— Problem to solve —
Below are the records; reproduce all of them exactly but without any images.

— Listed entries —
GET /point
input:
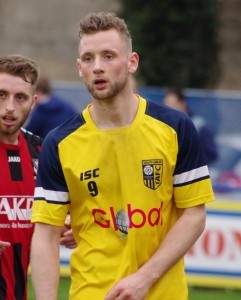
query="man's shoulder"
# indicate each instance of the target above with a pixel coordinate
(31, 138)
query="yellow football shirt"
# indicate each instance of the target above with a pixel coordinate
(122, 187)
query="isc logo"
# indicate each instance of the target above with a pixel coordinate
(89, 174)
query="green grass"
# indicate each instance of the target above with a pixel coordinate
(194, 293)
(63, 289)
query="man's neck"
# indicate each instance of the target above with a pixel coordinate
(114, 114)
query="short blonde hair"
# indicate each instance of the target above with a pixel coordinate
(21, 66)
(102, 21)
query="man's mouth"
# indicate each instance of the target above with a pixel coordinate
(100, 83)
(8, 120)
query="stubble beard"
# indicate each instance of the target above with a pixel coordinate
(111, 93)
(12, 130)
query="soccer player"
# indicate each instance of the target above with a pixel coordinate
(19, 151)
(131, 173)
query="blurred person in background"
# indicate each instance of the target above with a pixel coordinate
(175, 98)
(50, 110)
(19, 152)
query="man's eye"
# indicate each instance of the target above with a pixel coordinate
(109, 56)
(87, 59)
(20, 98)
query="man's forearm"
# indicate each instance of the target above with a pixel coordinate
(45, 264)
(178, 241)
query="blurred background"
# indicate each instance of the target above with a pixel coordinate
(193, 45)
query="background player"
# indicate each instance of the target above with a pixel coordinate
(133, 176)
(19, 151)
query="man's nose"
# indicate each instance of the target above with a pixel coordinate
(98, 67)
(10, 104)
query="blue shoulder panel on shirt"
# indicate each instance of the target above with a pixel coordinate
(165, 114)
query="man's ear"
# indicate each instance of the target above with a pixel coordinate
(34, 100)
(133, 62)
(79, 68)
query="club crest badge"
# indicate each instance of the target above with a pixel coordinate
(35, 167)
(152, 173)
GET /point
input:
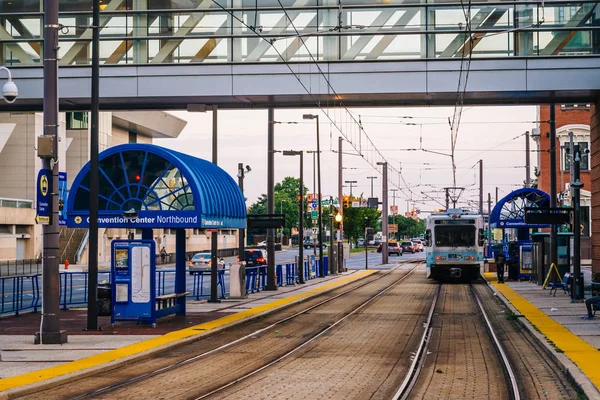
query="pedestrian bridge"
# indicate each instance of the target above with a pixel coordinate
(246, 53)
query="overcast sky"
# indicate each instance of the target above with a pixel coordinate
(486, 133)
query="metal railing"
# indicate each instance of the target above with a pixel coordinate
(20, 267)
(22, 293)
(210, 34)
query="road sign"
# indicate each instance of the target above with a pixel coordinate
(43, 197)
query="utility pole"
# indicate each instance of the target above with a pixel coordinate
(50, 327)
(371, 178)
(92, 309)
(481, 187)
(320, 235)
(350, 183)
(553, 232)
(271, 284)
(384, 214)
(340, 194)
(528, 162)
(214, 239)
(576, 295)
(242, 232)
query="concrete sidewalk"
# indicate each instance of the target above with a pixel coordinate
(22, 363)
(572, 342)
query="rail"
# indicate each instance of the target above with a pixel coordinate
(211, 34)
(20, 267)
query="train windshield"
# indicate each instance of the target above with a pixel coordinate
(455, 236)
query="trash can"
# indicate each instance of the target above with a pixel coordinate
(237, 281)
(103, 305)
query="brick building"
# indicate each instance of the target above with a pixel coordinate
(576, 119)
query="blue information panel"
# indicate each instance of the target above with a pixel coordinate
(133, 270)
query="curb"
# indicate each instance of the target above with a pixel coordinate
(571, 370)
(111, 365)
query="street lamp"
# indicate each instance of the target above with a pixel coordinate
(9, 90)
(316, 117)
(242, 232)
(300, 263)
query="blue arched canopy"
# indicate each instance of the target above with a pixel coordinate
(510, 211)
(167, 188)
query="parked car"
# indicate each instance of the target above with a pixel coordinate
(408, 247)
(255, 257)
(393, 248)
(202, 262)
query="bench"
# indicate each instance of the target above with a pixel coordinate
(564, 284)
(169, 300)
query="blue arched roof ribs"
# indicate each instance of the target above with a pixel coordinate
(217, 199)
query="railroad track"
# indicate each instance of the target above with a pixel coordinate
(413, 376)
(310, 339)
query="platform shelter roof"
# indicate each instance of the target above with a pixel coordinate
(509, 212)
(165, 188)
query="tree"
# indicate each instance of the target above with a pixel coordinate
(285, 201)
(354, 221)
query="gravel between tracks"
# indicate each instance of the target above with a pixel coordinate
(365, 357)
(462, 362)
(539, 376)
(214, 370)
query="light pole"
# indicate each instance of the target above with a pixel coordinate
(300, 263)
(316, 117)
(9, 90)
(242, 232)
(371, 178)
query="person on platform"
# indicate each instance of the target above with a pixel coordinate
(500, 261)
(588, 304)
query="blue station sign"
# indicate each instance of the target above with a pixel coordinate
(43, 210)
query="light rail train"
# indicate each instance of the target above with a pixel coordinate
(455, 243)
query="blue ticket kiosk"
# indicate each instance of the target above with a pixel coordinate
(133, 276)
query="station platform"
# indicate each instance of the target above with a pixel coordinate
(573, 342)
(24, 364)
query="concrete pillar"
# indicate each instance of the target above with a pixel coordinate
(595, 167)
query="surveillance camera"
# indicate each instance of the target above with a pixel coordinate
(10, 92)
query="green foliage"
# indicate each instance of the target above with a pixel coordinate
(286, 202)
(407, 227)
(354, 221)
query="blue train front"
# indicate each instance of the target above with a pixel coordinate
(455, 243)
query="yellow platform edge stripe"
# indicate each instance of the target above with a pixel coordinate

— Response —
GET /point
input:
query="man's shoulder"
# indicate each instance of the target above with a pixel coordinate
(31, 138)
query="yellow football shirt"
# indicate each instance of the target above with a pixel coordinate
(122, 187)
query="isc logo"
# indicate each instance of the target above with a pixel coordinate
(89, 174)
query="green grass"
# indicate each instance of the target above with a pixel coordinate
(194, 293)
(63, 289)
query="man's neck"
# indicate each instance of the target above with a pixel coordinate
(114, 114)
query="short blonde hair"
# indicate each instance of the target above with a pixel coordinate
(21, 66)
(102, 21)
query="man's mouth"
# indicate each instance of the target above with a pixel coordinate
(100, 83)
(8, 120)
query="stubble beard"
# indicate each instance of the target above with a pixel coordinate
(111, 93)
(12, 130)
query="soccer player"
# indicate each instance of the target above with a pixel coordinate
(19, 151)
(131, 173)
query="blurred person in background"
# indicate each instance of the target above with a pixel coordinate
(175, 98)
(50, 110)
(19, 152)
query="man's eye"
# indicate each instance of the target above with a pixel coordinate
(109, 56)
(87, 59)
(20, 98)
query="man's forearm"
# indicate each instance of the target above with a pixel coordinate
(45, 264)
(178, 241)
query="blurred background"
# indicate each instance of the target above with a pixel coordinate
(193, 45)
query="background player"
# indicate each instance of the target above with a pixel coordinate
(133, 176)
(19, 151)
query="man's nose"
# indicate each instance of the target above with a pixel coordinate
(98, 67)
(10, 104)
query="blue shoulder panel on shirt"
# indicate each instance of the target above with a pixel coordinate
(165, 114)
query="man's ear"
# indicate each instance of the target above with a pixel coordinate
(34, 100)
(133, 62)
(79, 68)
query="club crest badge"
# indicate each instance of the target above with a pixel coordinate
(35, 167)
(152, 173)
GET /point
input:
query="pedestrian bridge"
# indicate each instance of the target above with a pixel coordinate
(246, 53)
query="overcast sky"
# indicate each instance of the target above with a pixel coordinate
(486, 133)
query="metal railing"
# indicate each instance of the target above with a pixel coordinate
(20, 267)
(22, 293)
(210, 34)
query="road sign"
# indicate each instance of the target above with a pixel coordinate
(43, 197)
query="utility pole"
# indicate each instance of the target above with a pixel coordinate
(50, 327)
(371, 178)
(92, 309)
(481, 187)
(320, 235)
(350, 183)
(553, 232)
(271, 284)
(384, 214)
(340, 194)
(528, 162)
(214, 239)
(576, 295)
(242, 232)
query="concrete sidewalk"
# indicate each instance of the target above with a pixel coordinate
(22, 363)
(572, 342)
query="rail"
# indicate each instance of the target above with a pixel coordinate
(211, 34)
(20, 267)
query="train windshield"
# indicate each instance of the target above with a pixel coordinate
(455, 236)
query="trash can"
# indicate each instance of the target above with a pixel coordinate
(237, 281)
(103, 305)
query="brick building"
# indicate each instance of the target above with a pixel coordinate
(576, 119)
query="blue information panel"
# indicate each instance of the target above with a pixel coordinate
(133, 270)
query="curb"
# indicate each instance of the target above with a pixel coordinate
(571, 370)
(111, 365)
query="street lamp"
# indicate each instance of the target above with a pixel coordinate
(9, 90)
(316, 117)
(242, 232)
(300, 263)
query="blue arched canopy"
# indicate each instance of the target above with a pixel coordinate
(510, 211)
(167, 188)
query="parked car"
# indicate each instance of the target above with a pixel coordinate
(408, 247)
(255, 257)
(393, 248)
(202, 262)
query="bench"
# indicate each instance of the target above with a pixel coordinate
(564, 284)
(169, 300)
query="blue arched roof ribs"
# indicate each instance of the target above with a pixel coordinate
(217, 199)
query="railroad track"
# indicate each instance of the target above with a pixel coordinate
(413, 376)
(310, 339)
query="platform shelter roof"
# indicate each instance of the target above with a pixel coordinate
(509, 212)
(165, 188)
query="tree"
# indicate each instance of the target above with a pixel coordinate
(285, 201)
(354, 221)
query="gravel between tracks"
# indicate each instance of the target above with a pixel coordinate
(365, 357)
(462, 362)
(539, 376)
(214, 370)
query="light pole"
# indicate each instance of the target above with a pixel coordinate
(300, 263)
(316, 117)
(9, 90)
(242, 232)
(371, 178)
query="person on platform"
# indicate each instance of the target above with a pixel coordinate
(500, 261)
(588, 304)
query="blue station sign"
# indicate each instance of the target above with a pixel coordinate
(43, 210)
query="light rail train"
# indicate each instance of the target above with a pixel coordinate
(455, 243)
query="blue ticket kiosk"
# indicate each instance of the target above with a pixel coordinate
(133, 276)
query="station platform"
# indicate each instance of the target above with a pixel coordinate
(573, 342)
(24, 364)
query="concrete pillar"
# indicate each instance of the target above with a pixel coordinate
(595, 167)
query="surveillance camera"
# indicate each instance of the target above with a pixel coordinate
(10, 92)
query="green foliage"
# indicate each instance of the target above with a pixel coordinate
(286, 202)
(407, 227)
(354, 221)
query="blue train front"
# indicate each instance of the target above with a pixel coordinate
(455, 243)
query="yellow platform edge stripe"
# indicate each instance of the target above with a pixel coordinate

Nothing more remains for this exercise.